- _Aufgabe_:
Wer hat laut dem Leseauszug unten die drei Novellen um Eric John Stark neu übersetzt? Nenne bitte nur den Namen.

- _Leseauszug_:
Schwelende Rebellion

Leigh Brackett

Der Carcosa Verlag veröffentlicht im Rahmen seiner kleinen Leigh Brackett Werskausgabe die drei Ende der vierziger und Anfang der fünfziger Jahre publizierten Novellen um Eric John Stark in einer Neuübersetzung von Helmut W. Pesch nach den ursprünglichen Texten und nicht der zusammenfassenden Bearbeitung ihres Mannes Edmund Hamilton. Es lohnt sich, mit der von Helmut W. Pesch verfassten Chronologie am Ende zu beginnen. Routiniert und mittels vieler kleiner, in den Geschichten verstärkten Anmerkungen lassen sich die drei Novellen chronologisch ordnen. Zusätzlich geht der Übersetzer auch noch auf die immer wieder zitierte „vierte“ Geschichte ein; „Der Weg nach Sinharat“. Allerdings verbindet diese Geschichte nur die legendäre Mars Stadt mit den hier vorliegenden Novellen. In den siebziger Jahren griff Leigh Brackett im Rahmen drei Romane den Charakter Eric John Stark noch einmal auf. Allerdings unterscheiden sich die Protagonisten merklich voneinander.

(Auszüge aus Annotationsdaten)
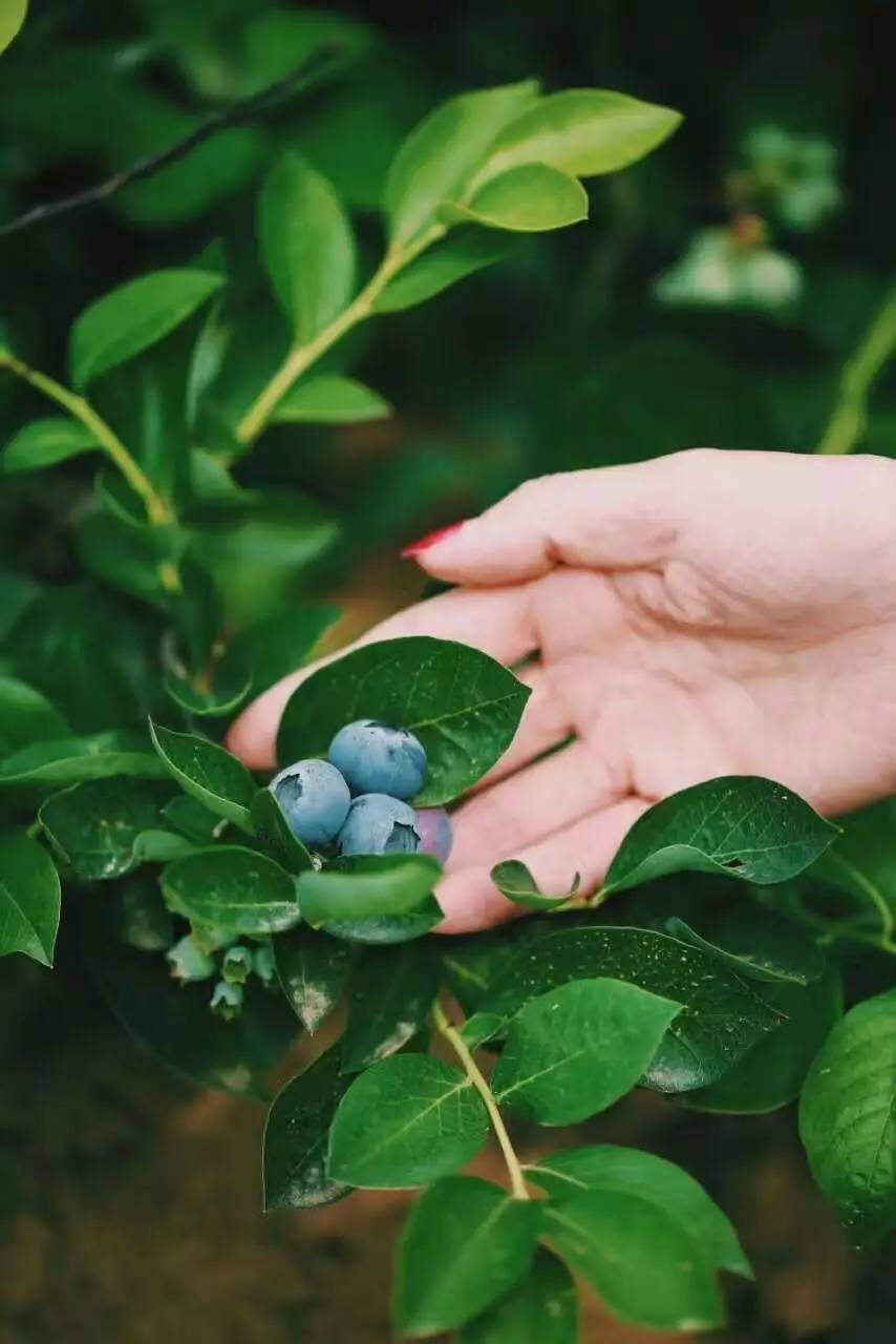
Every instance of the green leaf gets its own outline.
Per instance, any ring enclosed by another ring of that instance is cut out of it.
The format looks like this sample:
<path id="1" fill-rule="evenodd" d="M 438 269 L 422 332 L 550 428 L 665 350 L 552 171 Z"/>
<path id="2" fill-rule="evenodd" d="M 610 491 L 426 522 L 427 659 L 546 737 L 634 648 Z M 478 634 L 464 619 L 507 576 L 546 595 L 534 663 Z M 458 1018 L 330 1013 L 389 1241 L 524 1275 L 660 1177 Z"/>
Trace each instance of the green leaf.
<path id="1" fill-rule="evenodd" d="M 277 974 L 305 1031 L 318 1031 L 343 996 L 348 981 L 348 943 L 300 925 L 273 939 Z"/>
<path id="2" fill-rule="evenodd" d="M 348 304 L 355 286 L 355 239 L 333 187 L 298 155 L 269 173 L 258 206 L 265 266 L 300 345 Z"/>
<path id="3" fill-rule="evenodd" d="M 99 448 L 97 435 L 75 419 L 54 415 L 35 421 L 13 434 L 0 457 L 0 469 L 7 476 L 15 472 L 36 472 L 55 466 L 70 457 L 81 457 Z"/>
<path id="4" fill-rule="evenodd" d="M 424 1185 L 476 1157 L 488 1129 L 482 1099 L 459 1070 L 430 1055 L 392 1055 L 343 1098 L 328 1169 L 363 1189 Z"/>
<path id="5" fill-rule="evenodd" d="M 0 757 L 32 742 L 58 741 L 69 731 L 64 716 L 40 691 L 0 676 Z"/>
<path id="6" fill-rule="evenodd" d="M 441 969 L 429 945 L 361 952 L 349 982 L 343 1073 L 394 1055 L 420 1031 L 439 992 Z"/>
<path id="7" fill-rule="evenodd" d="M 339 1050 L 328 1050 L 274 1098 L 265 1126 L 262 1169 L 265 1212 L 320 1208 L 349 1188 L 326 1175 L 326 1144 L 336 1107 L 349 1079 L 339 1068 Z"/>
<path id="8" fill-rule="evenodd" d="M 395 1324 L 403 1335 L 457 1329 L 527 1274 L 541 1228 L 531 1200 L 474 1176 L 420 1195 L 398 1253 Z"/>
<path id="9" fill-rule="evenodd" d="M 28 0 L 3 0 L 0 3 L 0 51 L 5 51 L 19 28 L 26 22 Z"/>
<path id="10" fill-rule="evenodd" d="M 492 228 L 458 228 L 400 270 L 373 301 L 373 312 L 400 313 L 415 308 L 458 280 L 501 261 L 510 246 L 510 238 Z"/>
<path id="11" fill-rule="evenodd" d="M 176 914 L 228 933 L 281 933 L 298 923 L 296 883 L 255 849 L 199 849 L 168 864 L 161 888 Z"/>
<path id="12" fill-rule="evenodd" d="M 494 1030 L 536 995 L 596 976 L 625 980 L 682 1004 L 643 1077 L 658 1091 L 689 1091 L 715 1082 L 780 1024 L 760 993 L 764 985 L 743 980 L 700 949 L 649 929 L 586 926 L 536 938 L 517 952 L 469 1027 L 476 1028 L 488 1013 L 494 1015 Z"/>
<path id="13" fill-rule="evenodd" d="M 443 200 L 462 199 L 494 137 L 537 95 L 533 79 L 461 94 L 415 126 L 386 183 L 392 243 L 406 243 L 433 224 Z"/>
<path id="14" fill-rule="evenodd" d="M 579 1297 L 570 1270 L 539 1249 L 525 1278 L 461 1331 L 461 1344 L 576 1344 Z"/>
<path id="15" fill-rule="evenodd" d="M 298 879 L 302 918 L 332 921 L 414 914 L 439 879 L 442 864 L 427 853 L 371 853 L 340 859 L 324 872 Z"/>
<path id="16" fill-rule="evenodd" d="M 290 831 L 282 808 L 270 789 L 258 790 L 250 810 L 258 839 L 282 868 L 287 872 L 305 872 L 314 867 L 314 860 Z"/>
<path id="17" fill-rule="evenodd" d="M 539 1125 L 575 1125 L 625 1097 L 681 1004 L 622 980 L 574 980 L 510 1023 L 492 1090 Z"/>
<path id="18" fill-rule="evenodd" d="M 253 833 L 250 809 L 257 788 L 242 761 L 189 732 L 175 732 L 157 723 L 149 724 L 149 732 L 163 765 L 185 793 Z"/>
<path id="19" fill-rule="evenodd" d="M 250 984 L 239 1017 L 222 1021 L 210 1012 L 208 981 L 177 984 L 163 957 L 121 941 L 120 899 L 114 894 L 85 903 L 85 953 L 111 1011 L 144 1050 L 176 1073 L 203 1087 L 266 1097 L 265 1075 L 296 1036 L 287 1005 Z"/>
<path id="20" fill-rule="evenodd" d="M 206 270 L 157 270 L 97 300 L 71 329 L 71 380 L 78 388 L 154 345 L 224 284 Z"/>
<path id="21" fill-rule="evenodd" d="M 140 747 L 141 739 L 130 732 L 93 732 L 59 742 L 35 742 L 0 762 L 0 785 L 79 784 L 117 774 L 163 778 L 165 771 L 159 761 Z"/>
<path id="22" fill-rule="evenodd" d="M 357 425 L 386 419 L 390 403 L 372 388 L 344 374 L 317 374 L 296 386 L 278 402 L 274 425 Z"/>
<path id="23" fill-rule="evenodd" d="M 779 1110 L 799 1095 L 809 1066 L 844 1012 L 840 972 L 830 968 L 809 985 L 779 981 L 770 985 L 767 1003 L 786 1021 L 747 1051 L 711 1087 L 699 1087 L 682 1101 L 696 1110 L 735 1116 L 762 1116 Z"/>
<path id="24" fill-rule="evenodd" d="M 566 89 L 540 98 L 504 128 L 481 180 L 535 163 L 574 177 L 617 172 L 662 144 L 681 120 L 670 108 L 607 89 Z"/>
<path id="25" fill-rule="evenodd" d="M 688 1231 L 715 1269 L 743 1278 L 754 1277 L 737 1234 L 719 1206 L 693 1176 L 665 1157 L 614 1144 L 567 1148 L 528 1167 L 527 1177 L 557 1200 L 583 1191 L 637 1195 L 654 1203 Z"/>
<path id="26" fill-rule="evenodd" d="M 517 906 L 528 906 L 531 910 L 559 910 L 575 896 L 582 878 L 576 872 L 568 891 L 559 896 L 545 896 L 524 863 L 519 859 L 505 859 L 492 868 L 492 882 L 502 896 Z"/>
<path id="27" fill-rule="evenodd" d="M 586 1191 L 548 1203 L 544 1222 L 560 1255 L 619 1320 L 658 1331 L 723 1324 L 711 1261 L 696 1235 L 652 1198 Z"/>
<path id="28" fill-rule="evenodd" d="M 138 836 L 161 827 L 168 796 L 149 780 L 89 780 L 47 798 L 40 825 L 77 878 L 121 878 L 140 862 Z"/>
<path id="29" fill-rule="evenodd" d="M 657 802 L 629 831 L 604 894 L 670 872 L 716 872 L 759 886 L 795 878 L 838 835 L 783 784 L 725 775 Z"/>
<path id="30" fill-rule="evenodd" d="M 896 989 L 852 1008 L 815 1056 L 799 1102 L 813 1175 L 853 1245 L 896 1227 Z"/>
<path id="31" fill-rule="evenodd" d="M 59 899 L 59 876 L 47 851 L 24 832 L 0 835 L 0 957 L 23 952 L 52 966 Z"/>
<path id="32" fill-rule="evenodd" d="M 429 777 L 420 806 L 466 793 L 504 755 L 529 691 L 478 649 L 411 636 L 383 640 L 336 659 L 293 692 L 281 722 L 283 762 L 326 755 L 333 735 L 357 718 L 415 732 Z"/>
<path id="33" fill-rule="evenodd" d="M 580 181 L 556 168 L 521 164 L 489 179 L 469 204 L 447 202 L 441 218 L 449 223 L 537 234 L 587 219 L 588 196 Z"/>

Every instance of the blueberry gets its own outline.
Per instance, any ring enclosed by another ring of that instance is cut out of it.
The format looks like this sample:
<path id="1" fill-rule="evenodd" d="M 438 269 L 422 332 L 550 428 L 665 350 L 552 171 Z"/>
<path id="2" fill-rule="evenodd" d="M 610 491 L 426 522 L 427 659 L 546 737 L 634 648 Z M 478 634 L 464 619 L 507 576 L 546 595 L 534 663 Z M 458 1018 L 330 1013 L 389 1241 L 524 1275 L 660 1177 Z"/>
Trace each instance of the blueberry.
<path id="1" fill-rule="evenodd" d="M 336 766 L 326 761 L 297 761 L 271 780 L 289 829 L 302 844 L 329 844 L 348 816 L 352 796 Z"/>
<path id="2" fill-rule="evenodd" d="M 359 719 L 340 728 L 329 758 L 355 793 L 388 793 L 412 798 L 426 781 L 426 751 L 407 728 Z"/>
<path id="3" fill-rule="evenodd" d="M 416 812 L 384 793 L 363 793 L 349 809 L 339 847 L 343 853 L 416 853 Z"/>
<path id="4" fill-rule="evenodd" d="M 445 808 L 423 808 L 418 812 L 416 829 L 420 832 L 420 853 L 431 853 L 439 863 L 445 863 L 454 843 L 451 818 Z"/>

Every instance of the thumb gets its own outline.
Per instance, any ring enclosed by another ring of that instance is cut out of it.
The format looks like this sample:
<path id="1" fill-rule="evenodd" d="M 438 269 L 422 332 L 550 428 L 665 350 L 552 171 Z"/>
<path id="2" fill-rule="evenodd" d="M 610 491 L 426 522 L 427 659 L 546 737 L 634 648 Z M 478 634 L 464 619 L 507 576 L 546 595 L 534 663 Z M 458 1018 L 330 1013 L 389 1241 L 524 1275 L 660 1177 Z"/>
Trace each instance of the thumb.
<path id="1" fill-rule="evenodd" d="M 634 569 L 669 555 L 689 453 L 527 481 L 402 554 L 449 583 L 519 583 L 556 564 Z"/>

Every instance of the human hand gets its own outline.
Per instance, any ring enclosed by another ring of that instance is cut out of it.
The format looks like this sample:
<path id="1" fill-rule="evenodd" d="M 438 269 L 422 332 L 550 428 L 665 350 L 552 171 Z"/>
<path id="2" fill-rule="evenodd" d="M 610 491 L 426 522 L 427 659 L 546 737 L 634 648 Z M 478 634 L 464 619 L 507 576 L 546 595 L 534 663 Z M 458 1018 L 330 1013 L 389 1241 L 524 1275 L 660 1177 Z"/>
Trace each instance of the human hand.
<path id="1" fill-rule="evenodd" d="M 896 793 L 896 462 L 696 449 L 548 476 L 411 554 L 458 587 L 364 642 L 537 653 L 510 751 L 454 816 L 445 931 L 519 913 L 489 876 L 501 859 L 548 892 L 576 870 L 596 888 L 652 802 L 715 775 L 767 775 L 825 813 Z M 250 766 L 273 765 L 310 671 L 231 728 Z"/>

- _Schriftliche Antwort_:
Helmut W. Pesch